* EXTRACTED TEXT:

U.S. President Joe Biden has kicked off his first official visit abroad by making clear his intention to strengthen ties with allies to defend democracy and a warning to Russia against “harmful” activities.
Addressing U.S. Air Force personnel stationed at a British airbase late on June 9, Biden said he would deliver a clear message to Russian President Vladimir Putin when they meet for bilateral talks next week following separate summits with the Group of Seven (G7), NATO, and European leaders.
“We’re not seeking conflict with Russia,” the Democratic president said at the start of his eight-day visit to Europe.
“We want a stable and predictable relationship…but I’ve been clear: The United States will respond in a robust and meaningful way if the Russian government engages in harmful activities.”
Biden will meet with British Prime Minister Boris Johnson later on June 10 to reaffirm the “special relationship” between Washington and London after Britain’s exit from the European Union.
The sides are set to issue a new version of the Atlantic Charter that was originally agreed by Winston Churchill and Franklin Roosevelt in 1941, setting out postwar goals for democracy, trade, and opportunity.
The new charter “encompasses science, technology and trade” and “underscores our joint commitment to NATO,” Johnson wrote in an article released ahead of his meeting with Biden.
The meeting kicks off a packed agenda for the U.S. president, whose trip culminates in Geneva on June 16 with the face-to-face meeting with Putin amid escalating tensions between Washington and Moscow.
“This is my first overseas trip as president of the United States. I’m heading to the G7, then the NATO ministerial, and then to meet with Mr. Putin to let him know what I want him to know,” he said after touching down at Royal Air Force Mildenhall.
“At every point along the way, we’re going to make it clear that the United States is back and democracies of the world are standing together to tackle the toughest challenges, and the issues that matter most to our future.”
Biden said he was prepared to tell Putin that the transatlantic alliance will remain “a vital source of strength for the U.K., Europe, and the United States.”
One of Biden’s goals during the three-day G7 meeting starting on June 11 is to continue repairing relations with traditional U.S. allies that were damaged under former President Donald Trump’s “America First” foreign policy. Biden will also hold bilateral meetings with the leaders of the other G7 countries — Canada, France, Germany, Italy, and Japan.
Those meetings in Cornwall, southwestern England, will focus on U.S. policy priorities such as the economy, unity among the allies, turning the corner on the pandemic, and pulling the world out of an economic slump sparked by the pandemic.
Building a foundation around those goals “will be the most effective way to show the rest of the world that the United States has the power and purpose to be able to deliver as the world’s leading democracy,” White House national-security adviser Jake Sullivan has said.
Biden is scheduled to meet with Queen Elizabeth II at Windsor Castle outside London before heading on to Brussels for talks with NATO and EU leaders on June 14-15.
Sullivan said both the G7 and the NATO meetings will discuss cyberattacks and how to speak with one voice to countries, including Russia, that are harboring or permitting cybercriminals to operate from their territory.
Biden is scheduled to fly to Geneva on the eve of his meeting with Putin, a man he said during an interview in March he “believed” was a killer. The comments prompted a diplomatic row that led to Moscow recalling its ambassador to Washington for consultations.

* ENTRIES SUPPLIED:
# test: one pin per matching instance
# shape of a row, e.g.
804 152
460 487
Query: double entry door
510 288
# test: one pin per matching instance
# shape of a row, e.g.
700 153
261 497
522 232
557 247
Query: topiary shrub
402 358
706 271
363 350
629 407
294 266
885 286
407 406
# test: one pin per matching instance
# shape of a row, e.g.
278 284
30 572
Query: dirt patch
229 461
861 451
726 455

---

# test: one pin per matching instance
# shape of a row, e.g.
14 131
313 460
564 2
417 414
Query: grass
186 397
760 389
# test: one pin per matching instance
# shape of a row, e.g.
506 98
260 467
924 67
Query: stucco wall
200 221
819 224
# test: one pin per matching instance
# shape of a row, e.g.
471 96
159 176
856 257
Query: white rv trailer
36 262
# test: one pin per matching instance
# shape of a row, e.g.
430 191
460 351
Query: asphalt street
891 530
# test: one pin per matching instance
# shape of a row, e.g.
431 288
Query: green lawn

==

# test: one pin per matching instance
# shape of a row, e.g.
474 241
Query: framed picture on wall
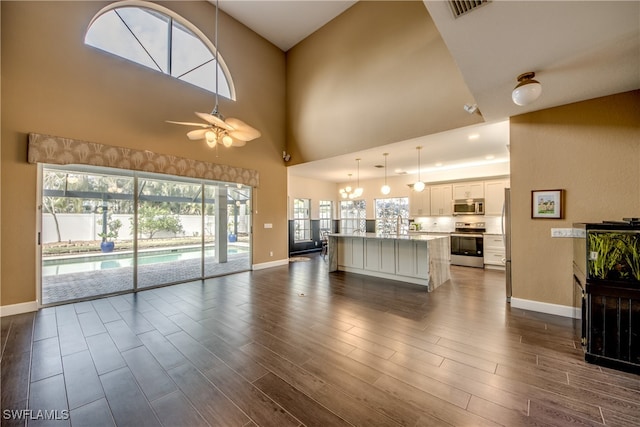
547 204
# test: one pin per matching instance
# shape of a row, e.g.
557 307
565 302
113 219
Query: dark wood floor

* EXERCISE GOAL: In the article on Biden's first official trip abroad, in which city and on what date does the trip end with his meeting with Putin?

* RESULT FOR THIS EXERCISE: Geneva, on June 16.